Entries taken from a collection:
● ● ● ● ●

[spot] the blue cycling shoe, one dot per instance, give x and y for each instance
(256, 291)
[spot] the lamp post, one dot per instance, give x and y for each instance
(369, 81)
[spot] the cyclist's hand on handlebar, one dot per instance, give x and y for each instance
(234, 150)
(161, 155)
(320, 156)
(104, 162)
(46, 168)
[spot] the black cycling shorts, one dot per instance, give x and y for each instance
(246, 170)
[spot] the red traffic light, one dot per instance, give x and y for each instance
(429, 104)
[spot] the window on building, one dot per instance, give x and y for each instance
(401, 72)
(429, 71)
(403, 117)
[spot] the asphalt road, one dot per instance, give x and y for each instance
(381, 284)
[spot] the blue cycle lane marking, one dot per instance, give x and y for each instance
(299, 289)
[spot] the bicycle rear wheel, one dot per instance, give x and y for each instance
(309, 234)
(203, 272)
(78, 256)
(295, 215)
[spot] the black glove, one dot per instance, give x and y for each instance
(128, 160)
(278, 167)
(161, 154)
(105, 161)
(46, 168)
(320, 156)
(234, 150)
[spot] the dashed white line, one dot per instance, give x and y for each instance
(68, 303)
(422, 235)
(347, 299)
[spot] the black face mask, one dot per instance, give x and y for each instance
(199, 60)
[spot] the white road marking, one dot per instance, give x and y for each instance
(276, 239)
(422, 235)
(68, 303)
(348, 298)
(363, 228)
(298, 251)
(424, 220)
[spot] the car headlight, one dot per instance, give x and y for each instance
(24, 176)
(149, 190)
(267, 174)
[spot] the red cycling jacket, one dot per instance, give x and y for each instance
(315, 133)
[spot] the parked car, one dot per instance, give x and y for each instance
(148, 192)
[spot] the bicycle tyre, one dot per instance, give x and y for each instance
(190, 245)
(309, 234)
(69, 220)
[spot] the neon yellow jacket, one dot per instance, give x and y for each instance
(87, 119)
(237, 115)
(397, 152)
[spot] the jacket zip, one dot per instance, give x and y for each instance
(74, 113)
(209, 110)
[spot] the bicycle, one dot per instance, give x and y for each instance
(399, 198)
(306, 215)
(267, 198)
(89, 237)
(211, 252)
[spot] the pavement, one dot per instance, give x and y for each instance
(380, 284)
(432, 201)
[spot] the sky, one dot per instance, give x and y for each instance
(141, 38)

● ● ● ● ●

- Written task: Arrange the lines from the one containing "[spot] the sky, one" through the end as a two-column CSV with the headers text and point. Put the wording of each line in the text column and the coordinates that follow it in the point column, with every field in quotes and line breaks changed to spaces.

- Final result:
text,point
"[spot] the sky, one dot per instance, give x and y for each instance","(141, 38)"